-------- PAGE EXTRACT
When tourists from Mexico, China and Britain became the first COVID-19 fatalities in Cusco, Peru, it seemed as if the onetime capital of the Inca Empire might be headed for a significant outbreak.

Nestled in a picturesque Andean valley, the high-altitude city of 420,000 residents, the gateway to the cloud forest citadel of Machu Picchu, receives more than 3 million international visitors per year – many from pandemic hot spots, including the United States, Italy and Spain.

Yet since those three deaths, between March 23 and April 3, at the start of Peru’s strict national lockdown, there has not been another COVID-19 fatality in the entire Cusco region, even as the disease has claimed more than 4,000 lives nationally.

Infections have also remained low. Just 916 of Peru’s 141,000 cases come from the Cusco region, meaning its contagion rate is more than 80 percent below the national average.

The relative dearth of cases and deaths in the internationally connected but high-elevation region has prompted speculation here that the coronavirus gets soroche, the Quechua word for altitude sickness.

Similar results have been seen elsewhere in the Andes, and in Tibet.


Scientists warn that the apparent pattern might not last, but the as-yet-unexplained phenomenon has them intrigued. Researchers are starting to investigate a possible relationship between the coronavirus and altitude.

In one peer-reviewed study, published in the journal Respiratory Physiology & Neurobiology, researchers from Australia, Bolivia, Canada and Switzerland looking at epidemiological data from Bolivia, Ecuador and Tibet found populations living above 9,842 feet reported significantly lower levels of confirmed infections than their lowland counterparts.

They found that Tibet’s infection rate was “drastically” lower than that of lowland China, three times lower in the Bolivian Andes than in the rest of the country and four times lower in the Ecuadoran Andes.

Ecuador has suffered one of Latin America’s worst outbreaks, with more than 38,000 reported cases and more than 3,300 deaths, according to official figures. But it has been centered on the Pacific port of Guayaquil. Bolivia’s 8,387 cases have been concentrated in the department of Santa Cruz, just a few hundred feet above sea level. But the department of La Paz, home to the world’s highest capital, has had just 410 cases.

The researchers hypothesize that populations living at high altitudes might be benefiting from a combination of an ability to cope with hypoxia (low levels of oxygen in the blood) and a natural environment hostile to the virus – including dry mountain air, high levels of UV radiation and the possibility that lower barometric pressure reduces the virus’s ability to linger in the air.

Other experts question the role of the environmental factors, noting that most coronavirus infections occur indoors, making UV levels irrelevant. But they are calling for more research into high-altitude populations’ response to the coronavirus, including the possibility that when infected, they sicken less and are therefore less likely to seek medical treatment or testing.
----------------
-------- PROVIDED MATERIAL
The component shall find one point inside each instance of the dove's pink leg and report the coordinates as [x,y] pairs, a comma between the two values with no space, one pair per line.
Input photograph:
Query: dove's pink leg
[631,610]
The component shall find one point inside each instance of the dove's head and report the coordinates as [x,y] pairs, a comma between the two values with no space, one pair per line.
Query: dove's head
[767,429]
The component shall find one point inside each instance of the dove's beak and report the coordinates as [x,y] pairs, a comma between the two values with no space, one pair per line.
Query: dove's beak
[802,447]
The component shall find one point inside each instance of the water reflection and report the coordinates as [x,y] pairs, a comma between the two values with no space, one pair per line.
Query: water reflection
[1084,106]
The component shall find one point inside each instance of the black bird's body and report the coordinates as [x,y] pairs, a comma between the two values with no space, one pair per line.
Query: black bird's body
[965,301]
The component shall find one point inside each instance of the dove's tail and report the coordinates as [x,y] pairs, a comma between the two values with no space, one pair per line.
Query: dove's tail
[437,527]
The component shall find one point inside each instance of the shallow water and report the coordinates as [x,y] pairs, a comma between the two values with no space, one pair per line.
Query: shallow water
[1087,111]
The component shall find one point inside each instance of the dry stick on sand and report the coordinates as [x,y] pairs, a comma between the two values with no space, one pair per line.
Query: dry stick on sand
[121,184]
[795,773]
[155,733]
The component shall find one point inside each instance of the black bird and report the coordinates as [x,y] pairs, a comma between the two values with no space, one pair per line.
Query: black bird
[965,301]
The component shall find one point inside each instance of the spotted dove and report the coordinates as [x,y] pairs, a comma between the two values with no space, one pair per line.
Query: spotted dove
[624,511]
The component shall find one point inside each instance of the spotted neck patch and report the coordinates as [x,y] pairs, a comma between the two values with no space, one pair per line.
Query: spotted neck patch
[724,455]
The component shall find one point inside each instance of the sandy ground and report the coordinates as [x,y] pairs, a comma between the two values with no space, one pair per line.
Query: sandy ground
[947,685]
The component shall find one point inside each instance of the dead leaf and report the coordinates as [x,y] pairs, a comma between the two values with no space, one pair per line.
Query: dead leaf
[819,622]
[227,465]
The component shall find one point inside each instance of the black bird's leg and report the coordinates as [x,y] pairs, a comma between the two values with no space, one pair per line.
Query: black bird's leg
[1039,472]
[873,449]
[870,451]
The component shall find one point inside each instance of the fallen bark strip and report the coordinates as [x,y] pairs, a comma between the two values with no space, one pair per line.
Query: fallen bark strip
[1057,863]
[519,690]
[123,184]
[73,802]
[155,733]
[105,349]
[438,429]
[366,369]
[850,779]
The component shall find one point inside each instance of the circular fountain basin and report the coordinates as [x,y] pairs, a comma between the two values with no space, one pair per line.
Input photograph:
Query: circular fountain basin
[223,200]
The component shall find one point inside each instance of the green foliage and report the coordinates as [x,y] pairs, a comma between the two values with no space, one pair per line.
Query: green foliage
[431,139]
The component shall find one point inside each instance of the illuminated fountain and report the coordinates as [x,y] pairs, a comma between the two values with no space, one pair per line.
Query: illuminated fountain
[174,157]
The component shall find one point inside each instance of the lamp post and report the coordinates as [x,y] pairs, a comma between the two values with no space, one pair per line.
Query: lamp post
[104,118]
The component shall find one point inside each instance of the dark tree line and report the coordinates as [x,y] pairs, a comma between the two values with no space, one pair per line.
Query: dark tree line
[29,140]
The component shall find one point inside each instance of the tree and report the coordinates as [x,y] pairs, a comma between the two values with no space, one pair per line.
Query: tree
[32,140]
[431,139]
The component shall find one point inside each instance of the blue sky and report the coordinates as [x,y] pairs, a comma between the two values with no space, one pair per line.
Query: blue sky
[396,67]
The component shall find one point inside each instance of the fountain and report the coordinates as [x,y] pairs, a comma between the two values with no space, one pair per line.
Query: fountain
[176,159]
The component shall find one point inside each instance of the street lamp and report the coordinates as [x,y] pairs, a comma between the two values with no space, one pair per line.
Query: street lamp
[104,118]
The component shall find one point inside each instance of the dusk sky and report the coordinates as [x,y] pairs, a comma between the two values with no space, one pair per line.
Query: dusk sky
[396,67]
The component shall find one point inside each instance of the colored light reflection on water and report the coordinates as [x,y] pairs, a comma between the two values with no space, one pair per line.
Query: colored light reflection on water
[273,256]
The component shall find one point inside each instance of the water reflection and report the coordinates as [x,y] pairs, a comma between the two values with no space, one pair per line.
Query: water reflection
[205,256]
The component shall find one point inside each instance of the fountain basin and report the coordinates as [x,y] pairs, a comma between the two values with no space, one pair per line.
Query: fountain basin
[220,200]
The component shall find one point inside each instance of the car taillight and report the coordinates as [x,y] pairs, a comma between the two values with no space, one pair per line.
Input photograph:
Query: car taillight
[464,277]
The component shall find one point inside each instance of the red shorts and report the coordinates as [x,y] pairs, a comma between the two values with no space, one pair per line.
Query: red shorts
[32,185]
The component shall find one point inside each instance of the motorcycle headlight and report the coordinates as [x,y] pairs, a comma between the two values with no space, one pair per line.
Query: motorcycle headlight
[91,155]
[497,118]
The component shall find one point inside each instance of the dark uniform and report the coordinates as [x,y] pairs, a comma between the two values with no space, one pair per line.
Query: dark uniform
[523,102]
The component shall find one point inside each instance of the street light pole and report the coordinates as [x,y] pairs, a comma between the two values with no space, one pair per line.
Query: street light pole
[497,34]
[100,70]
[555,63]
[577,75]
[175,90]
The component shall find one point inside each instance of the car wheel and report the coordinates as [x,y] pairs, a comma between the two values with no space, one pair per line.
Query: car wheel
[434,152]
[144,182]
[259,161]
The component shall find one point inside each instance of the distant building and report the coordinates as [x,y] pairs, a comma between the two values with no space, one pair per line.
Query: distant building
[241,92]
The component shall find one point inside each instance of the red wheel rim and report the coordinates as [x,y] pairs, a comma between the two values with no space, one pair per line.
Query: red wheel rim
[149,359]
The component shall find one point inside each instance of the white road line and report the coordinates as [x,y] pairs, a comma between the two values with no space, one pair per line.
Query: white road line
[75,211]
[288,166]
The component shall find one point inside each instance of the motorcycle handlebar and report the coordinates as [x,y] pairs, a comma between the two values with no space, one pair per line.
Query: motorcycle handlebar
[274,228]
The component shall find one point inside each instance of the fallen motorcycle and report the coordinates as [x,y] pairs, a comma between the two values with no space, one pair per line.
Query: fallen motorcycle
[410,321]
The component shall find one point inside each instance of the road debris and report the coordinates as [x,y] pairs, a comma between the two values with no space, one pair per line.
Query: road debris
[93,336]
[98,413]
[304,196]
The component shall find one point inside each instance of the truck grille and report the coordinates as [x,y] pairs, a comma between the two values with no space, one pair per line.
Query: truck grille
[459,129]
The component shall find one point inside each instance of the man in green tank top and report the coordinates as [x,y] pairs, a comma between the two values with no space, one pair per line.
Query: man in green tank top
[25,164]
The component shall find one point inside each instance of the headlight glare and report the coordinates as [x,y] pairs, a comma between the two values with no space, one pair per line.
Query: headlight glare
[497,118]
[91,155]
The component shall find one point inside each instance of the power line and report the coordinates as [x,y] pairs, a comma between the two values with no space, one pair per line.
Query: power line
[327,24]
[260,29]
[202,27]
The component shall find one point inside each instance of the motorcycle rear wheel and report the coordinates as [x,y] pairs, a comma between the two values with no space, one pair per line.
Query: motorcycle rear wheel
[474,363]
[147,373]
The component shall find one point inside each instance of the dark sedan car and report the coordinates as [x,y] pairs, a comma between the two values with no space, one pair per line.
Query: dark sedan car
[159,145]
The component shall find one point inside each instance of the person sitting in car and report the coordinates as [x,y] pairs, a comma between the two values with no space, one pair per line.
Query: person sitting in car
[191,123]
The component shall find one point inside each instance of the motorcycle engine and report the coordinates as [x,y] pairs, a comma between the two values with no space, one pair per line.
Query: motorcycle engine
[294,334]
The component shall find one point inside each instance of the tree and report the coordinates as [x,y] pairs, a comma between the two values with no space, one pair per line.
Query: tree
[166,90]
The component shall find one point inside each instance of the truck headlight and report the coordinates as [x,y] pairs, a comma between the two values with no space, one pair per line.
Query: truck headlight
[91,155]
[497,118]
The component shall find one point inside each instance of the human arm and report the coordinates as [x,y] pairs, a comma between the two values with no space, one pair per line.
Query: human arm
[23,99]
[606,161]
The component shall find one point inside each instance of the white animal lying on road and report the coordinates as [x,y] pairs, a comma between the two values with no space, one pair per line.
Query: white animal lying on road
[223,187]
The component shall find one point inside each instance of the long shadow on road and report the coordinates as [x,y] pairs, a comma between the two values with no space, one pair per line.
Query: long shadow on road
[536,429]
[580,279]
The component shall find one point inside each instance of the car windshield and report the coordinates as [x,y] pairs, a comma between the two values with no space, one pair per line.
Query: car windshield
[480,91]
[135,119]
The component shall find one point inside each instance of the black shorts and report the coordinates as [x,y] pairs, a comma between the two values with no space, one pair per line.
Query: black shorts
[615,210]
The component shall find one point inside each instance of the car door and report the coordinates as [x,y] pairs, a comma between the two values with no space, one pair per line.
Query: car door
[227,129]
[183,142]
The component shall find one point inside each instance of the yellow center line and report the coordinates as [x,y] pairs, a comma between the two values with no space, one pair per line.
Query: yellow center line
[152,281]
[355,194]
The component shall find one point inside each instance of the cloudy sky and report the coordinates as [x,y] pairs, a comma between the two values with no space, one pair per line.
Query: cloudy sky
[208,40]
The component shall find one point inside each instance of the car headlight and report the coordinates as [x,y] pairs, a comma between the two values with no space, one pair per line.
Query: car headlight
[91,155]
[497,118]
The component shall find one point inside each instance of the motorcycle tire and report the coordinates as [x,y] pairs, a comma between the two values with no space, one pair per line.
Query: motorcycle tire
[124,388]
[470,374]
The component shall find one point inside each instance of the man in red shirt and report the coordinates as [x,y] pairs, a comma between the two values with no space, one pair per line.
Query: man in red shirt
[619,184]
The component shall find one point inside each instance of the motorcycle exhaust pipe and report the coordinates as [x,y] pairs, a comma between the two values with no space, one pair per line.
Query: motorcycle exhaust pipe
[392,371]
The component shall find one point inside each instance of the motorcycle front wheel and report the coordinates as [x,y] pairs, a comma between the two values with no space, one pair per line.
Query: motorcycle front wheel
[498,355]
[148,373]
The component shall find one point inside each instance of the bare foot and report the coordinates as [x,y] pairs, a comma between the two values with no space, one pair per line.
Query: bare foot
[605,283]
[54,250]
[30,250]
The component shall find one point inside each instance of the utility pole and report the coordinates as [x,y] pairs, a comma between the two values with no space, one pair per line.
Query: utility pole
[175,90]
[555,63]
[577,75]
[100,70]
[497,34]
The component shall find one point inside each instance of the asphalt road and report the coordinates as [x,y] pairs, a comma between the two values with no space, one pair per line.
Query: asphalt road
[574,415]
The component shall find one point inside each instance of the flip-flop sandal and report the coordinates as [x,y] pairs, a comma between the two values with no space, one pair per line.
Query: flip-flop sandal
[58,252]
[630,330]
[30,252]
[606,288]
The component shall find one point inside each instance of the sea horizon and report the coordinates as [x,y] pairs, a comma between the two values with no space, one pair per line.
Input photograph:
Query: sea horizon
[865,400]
----------------
• WORK REQUEST 1
In the article on COVID-19 and high altitude, what does the Quechua word soroche mean?
• WORK REQUEST 2
Quote the article on COVID-19 and high altitude word for word, everything from "Infections have also" down to "coronavirus and altitude.".
• WORK REQUEST 3
Write what comes next in the article on COVID-19 and high altitude, picking up after its final sentence.

• ANSWER SECTION 1
Altitude sickness.

• ANSWER SECTION 2
Infections have also remained low. Just 916 of Peru’s 141,000 cases come from the Cusco region, meaning its contagion rate is more than 80 percent below the national average.

The relative dearth of cases and deaths in the internationally connected but high-elevation region has prompted speculation here that the coronavirus gets soroche, the Quechua word for altitude sickness.

Similar results have been seen elsewhere in the Andes, and in Tibet.


Scientists warn that the apparent pattern might not last, but the as-yet-unexplained phenomenon has them intrigued. Researchers are starting to investigate a possible relationship between the coronavirus and altitude.

• ANSWER SECTION 3
“The virus likes people. It doesn’t care about altitude,” says Peter Chin-Hong, who studies infectious diseases at the University of California at San Francisco. “But we’re still learning so much about this disease, and this does provide us with some good clues to try and understand its progression.”

Just three populations in the world have been found to have genetic adaptations to altitude: Himalayans, Ethiopian highlanders and Andeans. Yet Clayton Cowl, a pulmonologist at the Mayo Clinic and a former president of the American College of Chest Physicians, suspects the trend may be more closely related to acclimatization, the body’s ability to adjust temporarily to altitude, than to DNA.

That could explain why the coronavirus is raging on Peru’s Pacific coast, particularly Lima, where most residents descend from Andean ancestors, while the country’s mountain communities have thus far at least avoided the worst.

Cowl notes that prolonged exposure to altitude triggers a chain reaction in the lungs involving a protein known as ACE2 that might prevent pulmonary shunting, a problem common among COVID-19 patients.

Ordinarily, when a part of the lung is damaged, the body redirects the flow of blood toward healthier areas that are better able to absorb oxygen. Shunting stops that process of redirection, resulting in hypoxia. It is, according to Cowl, a common element among the roughly 30 percent of COVID-19 patients who exhibit mild symptoms yet have unusually low levels of oxygen in their blood – and who sometimes take a sudden turn for the worse.

But any benefits from altitude in coping with a coronavirus infection, Chin-Hong and Cowl said, would come only with full acclimatization, a process that typically takes three months. They both stressed that anyone suffering a coronavirus infection who traveled to a mountain area would normally see their symptoms worsen.

“Otherwise we could treat them with a hyperbaric chamber,” Cowl said.

“From an epidemiological perspective, it is hard to know what this means. There’s likely to be a variety of factors, but it is truly interesting.”